-- Material shown start --
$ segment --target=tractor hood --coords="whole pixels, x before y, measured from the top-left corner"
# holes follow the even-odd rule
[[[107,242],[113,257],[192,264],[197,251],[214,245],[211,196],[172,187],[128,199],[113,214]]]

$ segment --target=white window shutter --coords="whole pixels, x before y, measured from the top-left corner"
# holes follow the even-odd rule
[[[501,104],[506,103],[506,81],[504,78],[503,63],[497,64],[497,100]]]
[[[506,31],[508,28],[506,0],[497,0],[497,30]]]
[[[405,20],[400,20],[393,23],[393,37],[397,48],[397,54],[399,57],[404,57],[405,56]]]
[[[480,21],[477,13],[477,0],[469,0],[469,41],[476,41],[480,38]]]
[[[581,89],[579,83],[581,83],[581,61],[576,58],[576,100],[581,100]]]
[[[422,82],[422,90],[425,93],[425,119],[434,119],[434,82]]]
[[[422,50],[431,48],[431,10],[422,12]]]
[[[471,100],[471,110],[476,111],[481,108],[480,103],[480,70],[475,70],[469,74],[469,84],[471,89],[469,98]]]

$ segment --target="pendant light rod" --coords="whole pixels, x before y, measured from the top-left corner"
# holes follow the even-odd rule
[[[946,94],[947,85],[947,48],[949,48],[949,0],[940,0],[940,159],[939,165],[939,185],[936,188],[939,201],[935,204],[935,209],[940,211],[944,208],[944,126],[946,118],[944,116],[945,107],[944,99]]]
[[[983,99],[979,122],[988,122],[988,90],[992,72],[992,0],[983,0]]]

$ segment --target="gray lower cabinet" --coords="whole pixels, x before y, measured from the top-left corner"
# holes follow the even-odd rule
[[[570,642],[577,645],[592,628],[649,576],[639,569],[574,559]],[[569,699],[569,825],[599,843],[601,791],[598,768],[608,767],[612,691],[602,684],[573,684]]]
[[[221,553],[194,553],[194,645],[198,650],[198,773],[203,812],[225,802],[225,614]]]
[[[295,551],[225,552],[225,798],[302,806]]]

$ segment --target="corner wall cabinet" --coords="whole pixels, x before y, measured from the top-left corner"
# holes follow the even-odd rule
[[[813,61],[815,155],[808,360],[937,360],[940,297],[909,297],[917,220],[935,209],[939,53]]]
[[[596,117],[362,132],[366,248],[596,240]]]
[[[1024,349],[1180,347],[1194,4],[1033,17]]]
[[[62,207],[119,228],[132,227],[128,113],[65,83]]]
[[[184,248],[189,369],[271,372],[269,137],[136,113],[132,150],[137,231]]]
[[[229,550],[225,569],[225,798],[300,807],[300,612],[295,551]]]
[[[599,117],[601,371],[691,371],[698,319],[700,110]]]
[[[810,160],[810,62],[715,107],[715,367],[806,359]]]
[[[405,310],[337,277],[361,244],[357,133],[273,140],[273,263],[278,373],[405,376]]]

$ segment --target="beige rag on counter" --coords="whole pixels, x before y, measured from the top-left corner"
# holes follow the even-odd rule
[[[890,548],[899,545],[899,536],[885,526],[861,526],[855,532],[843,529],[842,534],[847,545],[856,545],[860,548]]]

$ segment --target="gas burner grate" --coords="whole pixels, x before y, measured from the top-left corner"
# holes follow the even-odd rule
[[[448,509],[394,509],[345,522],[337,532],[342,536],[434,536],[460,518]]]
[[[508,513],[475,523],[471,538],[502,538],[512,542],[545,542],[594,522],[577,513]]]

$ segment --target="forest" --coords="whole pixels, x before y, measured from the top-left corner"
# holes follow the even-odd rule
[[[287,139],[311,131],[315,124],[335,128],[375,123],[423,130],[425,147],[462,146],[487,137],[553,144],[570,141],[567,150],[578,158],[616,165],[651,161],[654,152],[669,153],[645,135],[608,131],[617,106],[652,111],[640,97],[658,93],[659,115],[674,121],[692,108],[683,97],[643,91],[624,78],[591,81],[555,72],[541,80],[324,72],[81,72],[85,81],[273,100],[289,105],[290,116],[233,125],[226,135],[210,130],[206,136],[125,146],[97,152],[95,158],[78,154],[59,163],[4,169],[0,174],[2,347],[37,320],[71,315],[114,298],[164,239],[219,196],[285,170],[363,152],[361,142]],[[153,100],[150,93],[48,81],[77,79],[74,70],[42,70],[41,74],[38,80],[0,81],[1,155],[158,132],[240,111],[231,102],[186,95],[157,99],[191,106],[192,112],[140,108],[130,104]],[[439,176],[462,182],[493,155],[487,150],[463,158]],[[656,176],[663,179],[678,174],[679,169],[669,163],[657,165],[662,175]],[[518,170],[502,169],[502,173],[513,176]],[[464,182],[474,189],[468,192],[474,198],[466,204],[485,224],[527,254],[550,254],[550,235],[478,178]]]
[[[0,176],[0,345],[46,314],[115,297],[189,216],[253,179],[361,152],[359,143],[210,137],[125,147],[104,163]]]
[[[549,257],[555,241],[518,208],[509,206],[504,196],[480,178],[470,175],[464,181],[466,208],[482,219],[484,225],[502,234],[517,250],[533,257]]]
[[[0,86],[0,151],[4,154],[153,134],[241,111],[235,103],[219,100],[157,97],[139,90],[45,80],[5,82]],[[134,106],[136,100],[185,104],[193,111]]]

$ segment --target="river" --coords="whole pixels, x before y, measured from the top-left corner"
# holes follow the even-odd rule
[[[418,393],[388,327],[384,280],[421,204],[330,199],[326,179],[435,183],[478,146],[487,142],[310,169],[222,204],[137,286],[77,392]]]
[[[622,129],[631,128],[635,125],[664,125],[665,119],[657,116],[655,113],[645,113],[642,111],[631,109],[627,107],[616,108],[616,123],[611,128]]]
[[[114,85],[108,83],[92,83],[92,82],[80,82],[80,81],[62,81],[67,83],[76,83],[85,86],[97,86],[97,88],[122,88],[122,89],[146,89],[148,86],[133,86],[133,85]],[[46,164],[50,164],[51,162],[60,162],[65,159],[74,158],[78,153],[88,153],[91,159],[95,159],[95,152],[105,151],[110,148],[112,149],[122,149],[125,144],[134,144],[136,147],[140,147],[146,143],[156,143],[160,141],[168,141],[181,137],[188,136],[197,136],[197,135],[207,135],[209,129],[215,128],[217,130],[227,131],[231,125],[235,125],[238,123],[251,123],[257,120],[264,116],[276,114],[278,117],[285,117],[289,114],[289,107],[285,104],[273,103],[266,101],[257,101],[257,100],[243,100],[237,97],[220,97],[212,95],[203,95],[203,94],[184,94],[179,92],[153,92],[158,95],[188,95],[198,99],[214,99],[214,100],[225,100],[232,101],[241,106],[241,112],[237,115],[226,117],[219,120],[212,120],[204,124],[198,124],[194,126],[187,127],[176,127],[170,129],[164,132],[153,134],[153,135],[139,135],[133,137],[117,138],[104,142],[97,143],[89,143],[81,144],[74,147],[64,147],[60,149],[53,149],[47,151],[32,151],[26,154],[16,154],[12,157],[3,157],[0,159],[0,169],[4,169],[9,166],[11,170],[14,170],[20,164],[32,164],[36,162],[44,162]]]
-- Material shown end --
▶ Required task:
Repeat all of the data above word for word, with nothing left out and nothing changed.

▶ Task result:
$ segment --target=tractor hood --coords="whole pixels, x before y, measured from the top-left corner"
# holes follow the even-odd rule
[[[107,242],[113,257],[192,264],[197,251],[214,245],[211,196],[172,187],[128,199],[113,214]]]

$ segment --target=white window shutter --coords="whole pixels, x before y, measured from the top-left corner"
# holes follow the even-odd rule
[[[501,104],[506,103],[506,81],[504,78],[503,63],[497,64],[497,100]]]
[[[506,31],[508,28],[506,0],[497,0],[497,30]]]
[[[405,20],[400,20],[393,23],[393,37],[397,48],[397,54],[399,57],[404,57],[405,56]]]
[[[480,21],[477,13],[477,0],[469,0],[469,41],[476,41],[480,38]]]
[[[581,89],[579,83],[581,83],[581,61],[576,58],[576,100],[581,100]]]
[[[422,82],[422,90],[425,93],[425,119],[434,119],[434,82]]]
[[[422,50],[431,48],[431,10],[422,12]]]
[[[471,100],[471,110],[476,111],[481,108],[480,103],[480,70],[475,70],[469,74],[469,84],[471,89],[469,98]]]

$ segment --target="pendant light rod" --coords="whole pixels, x before y, measured from the top-left corner"
# holes follow the even-odd rule
[[[946,94],[947,85],[947,48],[949,48],[949,0],[940,0],[940,159],[939,165],[939,185],[936,188],[939,201],[935,204],[935,209],[940,211],[944,208],[944,126],[946,118],[944,116],[945,107],[944,99]]]
[[[983,99],[979,122],[988,122],[988,90],[992,72],[992,0],[983,0]]]

$ segment --target="gray lower cabinet" --coords="whole pixels, x before y, measured from the top-left corner"
# holes follow the even-odd rule
[[[570,642],[577,645],[592,628],[649,576],[639,569],[574,559]],[[569,699],[569,825],[599,843],[601,791],[598,768],[608,767],[612,691],[602,684],[573,684]]]
[[[221,553],[194,553],[194,645],[198,650],[198,773],[203,812],[225,802],[225,614]]]
[[[295,551],[225,552],[225,798],[302,806]]]

$ segment --target="corner wall cabinet" --coords="whole pixels, x before y, measured from the top-left corner"
# holes follow the even-odd rule
[[[813,61],[815,155],[808,360],[937,360],[940,297],[909,297],[917,220],[935,209],[939,53]]]
[[[596,117],[362,132],[366,248],[596,240]]]
[[[1024,349],[1180,347],[1194,4],[1033,17]]]
[[[62,207],[119,228],[132,227],[128,113],[65,83]]]
[[[184,248],[189,369],[271,372],[269,137],[136,113],[132,150],[137,231]]]
[[[229,550],[225,569],[225,798],[300,807],[300,612],[295,551]]]
[[[599,117],[601,371],[691,371],[698,319],[700,110]]]
[[[810,160],[810,62],[715,107],[715,367],[806,359]]]
[[[405,310],[337,277],[361,244],[357,133],[273,140],[273,263],[278,373],[405,376]]]

$ segment --target="beige rag on counter" --coords="whole pixels, x before y, measured from the top-left corner"
# holes follow the even-odd rule
[[[890,548],[899,545],[899,536],[885,526],[861,526],[855,532],[843,529],[842,534],[847,545],[856,545],[860,548]]]

$ segment --target="gas burner grate" --coords="whole pixels, x before y, measured from the top-left corner"
# holes follow the even-odd rule
[[[448,509],[394,509],[345,522],[337,532],[342,536],[434,536],[460,518]]]
[[[508,513],[475,523],[471,538],[502,538],[512,542],[545,542],[594,522],[577,513]]]

$ segment --target="forest" --coords="whole pixels, x before y, measured from the top-left corner"
# holes follow the even-odd rule
[[[287,139],[311,131],[315,124],[335,128],[375,123],[423,130],[425,147],[462,146],[487,137],[553,144],[570,141],[567,150],[578,158],[616,165],[651,161],[654,152],[669,153],[645,135],[608,131],[617,106],[652,111],[640,97],[658,93],[659,115],[674,121],[692,108],[683,97],[643,91],[624,78],[591,81],[555,72],[541,80],[324,72],[81,72],[85,81],[273,100],[289,105],[290,116],[233,125],[226,135],[210,130],[206,136],[125,146],[97,152],[95,158],[78,154],[59,163],[4,169],[0,174],[2,347],[37,320],[71,315],[114,298],[164,239],[219,196],[285,170],[363,152],[361,142]],[[153,100],[150,93],[48,81],[77,79],[74,70],[42,70],[41,74],[38,80],[0,81],[1,155],[158,132],[240,111],[231,102],[186,95],[157,99],[191,106],[192,112],[140,108],[130,104]],[[439,176],[462,182],[493,155],[487,150],[463,158]],[[656,176],[663,179],[678,174],[679,169],[669,163],[657,165],[662,175]],[[518,170],[502,169],[502,173],[513,176]],[[464,182],[474,189],[468,192],[474,198],[466,204],[485,224],[527,254],[550,254],[550,235],[478,178]]]
[[[0,176],[0,345],[46,314],[115,297],[189,216],[253,179],[361,152],[359,143],[210,137],[125,147],[104,163]]]
[[[549,257],[555,241],[518,208],[509,206],[504,196],[480,178],[470,175],[464,181],[466,208],[482,219],[484,225],[502,234],[517,250],[533,257]]]
[[[0,86],[0,151],[4,154],[153,134],[241,111],[235,103],[219,100],[157,97],[139,90],[45,80],[5,82]],[[134,106],[136,100],[185,104],[193,111]]]

$ segment --target="river" --coords="whole pixels, x before y, measured from the top-left corner"
# holes follow the even-odd rule
[[[418,393],[388,327],[384,280],[421,204],[330,199],[326,179],[435,183],[478,146],[487,142],[310,169],[222,204],[137,286],[77,392]]]
[[[622,129],[631,128],[635,125],[664,125],[665,119],[657,116],[655,113],[645,113],[642,111],[631,109],[627,107],[616,108],[616,123],[611,128]]]
[[[114,85],[108,83],[92,83],[92,82],[80,82],[80,81],[62,81],[67,83],[76,83],[85,86],[97,86],[97,88],[122,88],[122,89],[146,89],[148,86],[133,86],[133,85]],[[46,164],[50,164],[51,162],[60,162],[65,159],[74,158],[78,153],[88,153],[91,159],[95,159],[95,152],[105,151],[110,148],[112,149],[122,149],[125,144],[134,144],[136,147],[140,147],[146,143],[156,143],[160,141],[168,141],[181,137],[188,136],[197,136],[197,135],[207,135],[209,129],[215,128],[217,130],[227,131],[231,125],[235,125],[238,123],[251,123],[257,120],[264,116],[276,114],[278,117],[285,117],[289,114],[289,107],[285,104],[273,103],[266,101],[257,101],[257,100],[243,100],[237,97],[220,97],[212,95],[203,95],[203,94],[184,94],[179,92],[153,92],[158,95],[188,95],[198,99],[214,99],[214,100],[225,100],[232,101],[241,106],[241,112],[237,115],[226,117],[219,120],[212,120],[204,124],[198,124],[194,126],[187,127],[176,127],[170,129],[164,132],[153,134],[153,135],[139,135],[133,137],[117,138],[104,142],[97,143],[89,143],[81,144],[74,147],[64,147],[60,149],[53,149],[47,151],[32,151],[26,154],[16,154],[12,157],[3,157],[0,159],[0,169],[4,169],[9,166],[11,170],[14,170],[20,164],[32,164],[36,162],[44,162]]]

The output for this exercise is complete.